*** Opening of RECORDS FOR THE EXERCISE ***

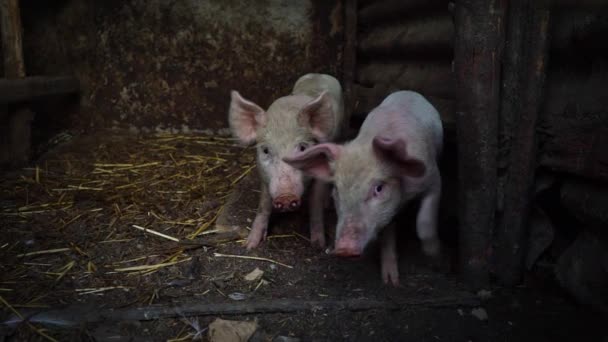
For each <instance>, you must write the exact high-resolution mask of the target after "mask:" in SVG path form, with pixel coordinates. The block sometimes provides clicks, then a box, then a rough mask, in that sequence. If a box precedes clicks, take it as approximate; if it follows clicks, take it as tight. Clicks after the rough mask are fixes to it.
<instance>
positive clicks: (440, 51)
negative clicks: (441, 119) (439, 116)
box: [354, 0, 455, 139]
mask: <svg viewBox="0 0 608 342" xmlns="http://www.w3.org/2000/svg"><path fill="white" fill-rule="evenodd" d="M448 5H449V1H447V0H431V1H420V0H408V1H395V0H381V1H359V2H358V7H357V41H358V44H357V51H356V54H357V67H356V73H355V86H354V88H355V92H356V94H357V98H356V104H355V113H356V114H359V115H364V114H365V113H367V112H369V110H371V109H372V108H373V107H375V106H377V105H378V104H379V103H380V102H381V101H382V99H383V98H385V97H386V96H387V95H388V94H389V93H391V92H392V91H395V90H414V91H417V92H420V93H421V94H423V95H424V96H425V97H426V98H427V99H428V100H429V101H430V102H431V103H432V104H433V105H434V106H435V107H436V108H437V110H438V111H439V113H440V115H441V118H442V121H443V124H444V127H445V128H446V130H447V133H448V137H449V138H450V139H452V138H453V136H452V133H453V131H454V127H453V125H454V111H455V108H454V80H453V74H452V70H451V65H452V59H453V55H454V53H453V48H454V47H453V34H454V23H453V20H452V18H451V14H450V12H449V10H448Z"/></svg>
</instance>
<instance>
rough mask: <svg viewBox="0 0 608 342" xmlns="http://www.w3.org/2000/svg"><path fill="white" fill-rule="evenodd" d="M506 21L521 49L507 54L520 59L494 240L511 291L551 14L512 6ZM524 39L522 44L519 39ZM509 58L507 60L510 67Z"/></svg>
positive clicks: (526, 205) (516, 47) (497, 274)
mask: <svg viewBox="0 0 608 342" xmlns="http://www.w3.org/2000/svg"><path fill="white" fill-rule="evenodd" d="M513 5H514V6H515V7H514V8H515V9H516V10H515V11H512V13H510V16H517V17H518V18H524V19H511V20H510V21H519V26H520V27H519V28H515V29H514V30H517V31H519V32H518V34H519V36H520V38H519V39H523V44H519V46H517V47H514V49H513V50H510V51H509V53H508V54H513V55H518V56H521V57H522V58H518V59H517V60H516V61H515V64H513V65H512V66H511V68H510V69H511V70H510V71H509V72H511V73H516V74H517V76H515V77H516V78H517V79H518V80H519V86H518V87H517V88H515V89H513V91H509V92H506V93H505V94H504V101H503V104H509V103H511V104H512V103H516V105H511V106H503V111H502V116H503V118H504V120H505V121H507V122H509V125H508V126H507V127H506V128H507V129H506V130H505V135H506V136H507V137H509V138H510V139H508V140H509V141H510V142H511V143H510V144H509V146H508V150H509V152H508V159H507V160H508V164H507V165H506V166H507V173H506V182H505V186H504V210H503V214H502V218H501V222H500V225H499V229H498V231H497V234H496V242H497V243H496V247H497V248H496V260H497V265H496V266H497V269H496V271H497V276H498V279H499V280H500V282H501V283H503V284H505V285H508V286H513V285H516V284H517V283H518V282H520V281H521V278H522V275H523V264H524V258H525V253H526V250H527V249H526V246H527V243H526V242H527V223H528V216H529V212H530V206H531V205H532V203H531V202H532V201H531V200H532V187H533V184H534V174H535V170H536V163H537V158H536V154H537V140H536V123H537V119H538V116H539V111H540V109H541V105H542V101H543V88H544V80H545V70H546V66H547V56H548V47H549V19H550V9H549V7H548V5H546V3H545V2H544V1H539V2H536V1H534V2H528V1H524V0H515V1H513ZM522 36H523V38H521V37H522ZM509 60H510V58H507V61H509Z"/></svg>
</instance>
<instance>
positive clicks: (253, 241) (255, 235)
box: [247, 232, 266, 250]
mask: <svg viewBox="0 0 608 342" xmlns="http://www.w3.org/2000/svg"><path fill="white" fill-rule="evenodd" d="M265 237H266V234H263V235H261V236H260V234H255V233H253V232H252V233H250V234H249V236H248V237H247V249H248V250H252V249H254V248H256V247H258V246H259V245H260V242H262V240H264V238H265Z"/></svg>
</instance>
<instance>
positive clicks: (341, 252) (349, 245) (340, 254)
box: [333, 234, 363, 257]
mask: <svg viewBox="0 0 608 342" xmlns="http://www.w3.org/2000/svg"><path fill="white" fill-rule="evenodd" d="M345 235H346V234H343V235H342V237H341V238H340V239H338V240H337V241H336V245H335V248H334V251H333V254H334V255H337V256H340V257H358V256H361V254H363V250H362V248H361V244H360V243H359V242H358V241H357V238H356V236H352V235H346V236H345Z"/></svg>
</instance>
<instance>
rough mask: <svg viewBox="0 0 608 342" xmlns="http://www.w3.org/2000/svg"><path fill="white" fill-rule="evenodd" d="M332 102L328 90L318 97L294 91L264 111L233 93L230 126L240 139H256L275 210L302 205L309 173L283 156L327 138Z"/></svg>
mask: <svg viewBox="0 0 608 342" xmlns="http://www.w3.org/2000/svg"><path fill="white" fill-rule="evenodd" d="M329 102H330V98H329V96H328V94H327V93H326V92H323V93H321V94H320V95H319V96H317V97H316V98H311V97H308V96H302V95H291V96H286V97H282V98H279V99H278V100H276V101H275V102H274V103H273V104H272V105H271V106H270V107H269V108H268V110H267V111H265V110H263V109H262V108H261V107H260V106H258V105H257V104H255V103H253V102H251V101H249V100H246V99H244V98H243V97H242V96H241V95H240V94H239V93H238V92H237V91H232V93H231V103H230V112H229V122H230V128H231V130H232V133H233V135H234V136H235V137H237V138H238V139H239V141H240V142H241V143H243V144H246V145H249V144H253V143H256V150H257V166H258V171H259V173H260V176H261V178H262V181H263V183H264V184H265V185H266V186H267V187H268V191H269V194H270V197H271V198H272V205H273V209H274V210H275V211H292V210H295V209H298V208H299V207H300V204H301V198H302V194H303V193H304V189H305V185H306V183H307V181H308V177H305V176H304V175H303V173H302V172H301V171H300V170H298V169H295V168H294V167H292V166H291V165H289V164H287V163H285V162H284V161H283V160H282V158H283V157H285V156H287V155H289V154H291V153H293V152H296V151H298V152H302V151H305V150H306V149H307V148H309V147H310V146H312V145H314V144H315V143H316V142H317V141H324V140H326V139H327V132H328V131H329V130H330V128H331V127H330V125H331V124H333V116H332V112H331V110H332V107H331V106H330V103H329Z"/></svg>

*** Close of RECORDS FOR THE EXERCISE ***
*** Opening of RECORDS FOR THE EXERCISE ***

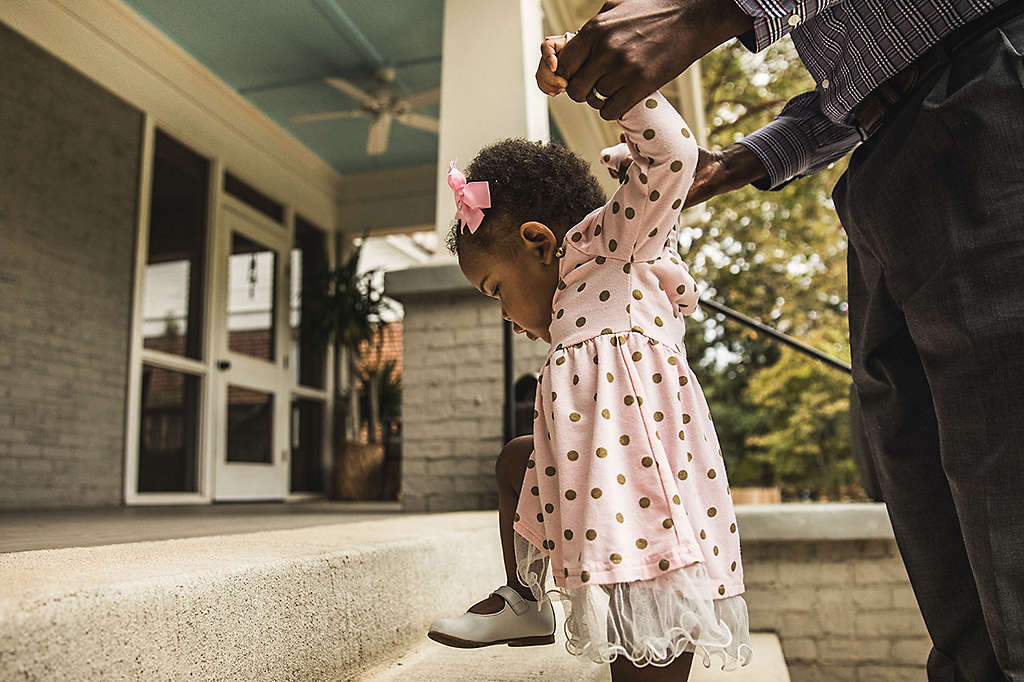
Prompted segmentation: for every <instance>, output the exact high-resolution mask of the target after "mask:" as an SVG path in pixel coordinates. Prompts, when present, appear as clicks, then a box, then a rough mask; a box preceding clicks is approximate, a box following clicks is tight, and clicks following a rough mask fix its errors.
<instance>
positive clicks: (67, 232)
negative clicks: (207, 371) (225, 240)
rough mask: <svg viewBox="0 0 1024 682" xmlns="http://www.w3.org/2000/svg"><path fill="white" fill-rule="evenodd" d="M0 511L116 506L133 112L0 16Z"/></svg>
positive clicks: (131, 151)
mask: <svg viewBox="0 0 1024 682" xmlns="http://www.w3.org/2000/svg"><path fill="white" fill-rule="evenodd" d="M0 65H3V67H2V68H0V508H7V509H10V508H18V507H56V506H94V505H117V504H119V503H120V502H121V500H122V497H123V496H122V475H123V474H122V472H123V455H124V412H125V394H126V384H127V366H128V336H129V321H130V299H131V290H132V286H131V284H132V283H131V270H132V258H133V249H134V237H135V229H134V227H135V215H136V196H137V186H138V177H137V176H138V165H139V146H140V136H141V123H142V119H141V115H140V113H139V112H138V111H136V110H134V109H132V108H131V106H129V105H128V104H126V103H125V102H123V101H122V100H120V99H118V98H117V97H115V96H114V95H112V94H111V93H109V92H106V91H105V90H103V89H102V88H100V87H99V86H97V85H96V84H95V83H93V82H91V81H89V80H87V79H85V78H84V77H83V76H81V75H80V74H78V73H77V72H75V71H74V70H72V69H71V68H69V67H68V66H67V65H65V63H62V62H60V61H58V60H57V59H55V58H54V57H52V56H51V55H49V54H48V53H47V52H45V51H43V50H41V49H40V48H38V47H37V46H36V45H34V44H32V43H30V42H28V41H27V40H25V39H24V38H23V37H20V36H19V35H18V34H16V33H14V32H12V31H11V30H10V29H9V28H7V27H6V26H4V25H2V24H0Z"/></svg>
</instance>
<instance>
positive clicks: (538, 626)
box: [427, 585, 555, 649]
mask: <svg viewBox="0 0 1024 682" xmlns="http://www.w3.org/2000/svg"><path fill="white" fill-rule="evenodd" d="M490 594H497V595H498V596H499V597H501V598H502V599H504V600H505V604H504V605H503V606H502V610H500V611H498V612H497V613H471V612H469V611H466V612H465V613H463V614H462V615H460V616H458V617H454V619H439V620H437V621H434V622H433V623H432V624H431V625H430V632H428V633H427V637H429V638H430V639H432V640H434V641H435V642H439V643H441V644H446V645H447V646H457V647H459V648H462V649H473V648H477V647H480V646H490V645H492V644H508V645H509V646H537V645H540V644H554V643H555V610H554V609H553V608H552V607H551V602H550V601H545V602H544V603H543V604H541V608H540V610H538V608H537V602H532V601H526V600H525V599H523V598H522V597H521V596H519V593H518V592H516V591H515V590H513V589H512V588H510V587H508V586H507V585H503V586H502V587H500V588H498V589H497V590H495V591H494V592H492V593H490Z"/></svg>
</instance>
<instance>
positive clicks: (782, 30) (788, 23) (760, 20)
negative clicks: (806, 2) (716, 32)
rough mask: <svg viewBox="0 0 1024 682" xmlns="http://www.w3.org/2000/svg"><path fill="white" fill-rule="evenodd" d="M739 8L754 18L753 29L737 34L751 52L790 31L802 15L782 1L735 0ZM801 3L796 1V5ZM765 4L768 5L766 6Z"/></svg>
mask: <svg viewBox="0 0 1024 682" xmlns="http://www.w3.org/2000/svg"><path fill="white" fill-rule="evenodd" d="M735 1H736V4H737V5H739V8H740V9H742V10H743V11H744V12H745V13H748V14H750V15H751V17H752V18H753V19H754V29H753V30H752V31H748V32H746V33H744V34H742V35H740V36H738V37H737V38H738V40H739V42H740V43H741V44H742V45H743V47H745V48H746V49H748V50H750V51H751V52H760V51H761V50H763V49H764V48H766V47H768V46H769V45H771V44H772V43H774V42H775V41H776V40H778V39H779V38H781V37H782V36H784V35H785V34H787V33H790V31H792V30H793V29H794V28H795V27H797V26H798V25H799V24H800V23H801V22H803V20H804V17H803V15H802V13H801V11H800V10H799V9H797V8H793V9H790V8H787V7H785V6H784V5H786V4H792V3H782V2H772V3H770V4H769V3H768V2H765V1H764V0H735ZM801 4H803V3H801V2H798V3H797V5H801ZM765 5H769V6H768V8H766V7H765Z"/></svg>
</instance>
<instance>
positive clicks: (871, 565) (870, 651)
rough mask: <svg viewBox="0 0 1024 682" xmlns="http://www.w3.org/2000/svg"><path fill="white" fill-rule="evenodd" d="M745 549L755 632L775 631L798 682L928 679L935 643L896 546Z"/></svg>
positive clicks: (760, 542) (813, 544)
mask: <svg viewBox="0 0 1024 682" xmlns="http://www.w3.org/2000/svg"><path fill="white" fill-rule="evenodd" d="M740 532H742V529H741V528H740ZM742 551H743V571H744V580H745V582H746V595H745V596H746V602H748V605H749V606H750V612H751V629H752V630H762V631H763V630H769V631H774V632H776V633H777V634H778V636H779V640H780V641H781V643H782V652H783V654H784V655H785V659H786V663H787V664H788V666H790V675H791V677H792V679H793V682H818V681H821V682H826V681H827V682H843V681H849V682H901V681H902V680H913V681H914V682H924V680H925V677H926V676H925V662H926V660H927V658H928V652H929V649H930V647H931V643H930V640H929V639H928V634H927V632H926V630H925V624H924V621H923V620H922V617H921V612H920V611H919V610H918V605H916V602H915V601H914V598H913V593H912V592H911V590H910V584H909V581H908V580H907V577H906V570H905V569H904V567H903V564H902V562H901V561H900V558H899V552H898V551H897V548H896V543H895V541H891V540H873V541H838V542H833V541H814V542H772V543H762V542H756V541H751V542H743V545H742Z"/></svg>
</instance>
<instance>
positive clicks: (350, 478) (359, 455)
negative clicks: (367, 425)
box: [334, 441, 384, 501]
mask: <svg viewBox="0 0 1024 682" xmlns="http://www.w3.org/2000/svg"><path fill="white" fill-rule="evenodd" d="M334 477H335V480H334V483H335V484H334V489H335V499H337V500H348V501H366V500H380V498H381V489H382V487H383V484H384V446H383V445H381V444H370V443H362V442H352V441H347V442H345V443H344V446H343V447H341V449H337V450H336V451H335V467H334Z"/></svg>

*** Close of RECORDS FOR THE EXERCISE ***
*** Opening of RECORDS FOR THE EXERCISE ***

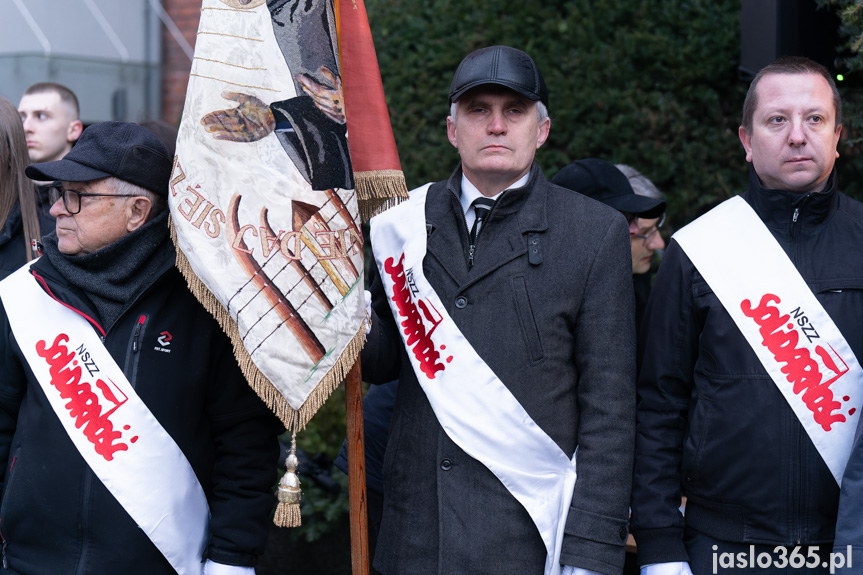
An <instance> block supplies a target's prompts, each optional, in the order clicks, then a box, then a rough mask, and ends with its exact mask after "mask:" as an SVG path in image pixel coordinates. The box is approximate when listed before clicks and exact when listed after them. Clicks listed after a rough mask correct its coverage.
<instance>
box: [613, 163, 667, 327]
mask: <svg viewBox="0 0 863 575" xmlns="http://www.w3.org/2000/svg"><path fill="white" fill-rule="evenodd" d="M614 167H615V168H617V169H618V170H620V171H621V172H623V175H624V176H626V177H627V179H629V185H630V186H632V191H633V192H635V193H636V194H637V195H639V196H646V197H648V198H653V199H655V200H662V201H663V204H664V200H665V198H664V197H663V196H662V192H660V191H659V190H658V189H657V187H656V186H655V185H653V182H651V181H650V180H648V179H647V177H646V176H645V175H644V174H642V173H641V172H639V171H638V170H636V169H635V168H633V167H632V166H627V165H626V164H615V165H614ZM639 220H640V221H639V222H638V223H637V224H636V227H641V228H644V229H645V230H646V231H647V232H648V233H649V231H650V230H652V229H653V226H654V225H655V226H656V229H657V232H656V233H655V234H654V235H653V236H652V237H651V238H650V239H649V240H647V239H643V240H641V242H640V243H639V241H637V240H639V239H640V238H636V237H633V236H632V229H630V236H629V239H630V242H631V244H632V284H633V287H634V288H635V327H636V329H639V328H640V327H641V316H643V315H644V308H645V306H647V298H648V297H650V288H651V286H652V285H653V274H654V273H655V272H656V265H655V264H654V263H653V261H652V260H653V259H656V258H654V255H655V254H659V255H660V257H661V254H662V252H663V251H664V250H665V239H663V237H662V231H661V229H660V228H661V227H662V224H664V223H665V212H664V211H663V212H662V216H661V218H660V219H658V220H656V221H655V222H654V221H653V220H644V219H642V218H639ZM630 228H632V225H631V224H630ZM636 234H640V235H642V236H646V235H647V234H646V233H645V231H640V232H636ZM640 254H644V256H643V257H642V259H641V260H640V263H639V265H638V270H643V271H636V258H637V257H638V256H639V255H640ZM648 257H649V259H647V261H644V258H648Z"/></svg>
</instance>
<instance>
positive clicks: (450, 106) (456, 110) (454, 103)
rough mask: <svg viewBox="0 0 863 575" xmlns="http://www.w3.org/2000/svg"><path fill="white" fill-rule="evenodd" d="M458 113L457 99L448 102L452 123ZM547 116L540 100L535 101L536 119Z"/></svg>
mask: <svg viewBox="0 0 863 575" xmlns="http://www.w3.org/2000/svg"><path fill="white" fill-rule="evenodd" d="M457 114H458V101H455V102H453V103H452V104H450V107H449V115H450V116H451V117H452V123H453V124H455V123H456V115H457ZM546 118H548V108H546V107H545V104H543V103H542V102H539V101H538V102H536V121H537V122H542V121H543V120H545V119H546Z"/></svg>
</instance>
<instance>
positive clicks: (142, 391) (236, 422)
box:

*** Close of RECORDS FOR THE EXERCISE ***

● **TASK**
Go through the data and show every line where "negative" occurs.

● **WRITTEN SOLUTION**
negative clicks: (441, 119) (439, 116)
negative clicks: (207, 371) (225, 240)
negative clicks: (806, 2) (716, 32)
negative clicks: (367, 425)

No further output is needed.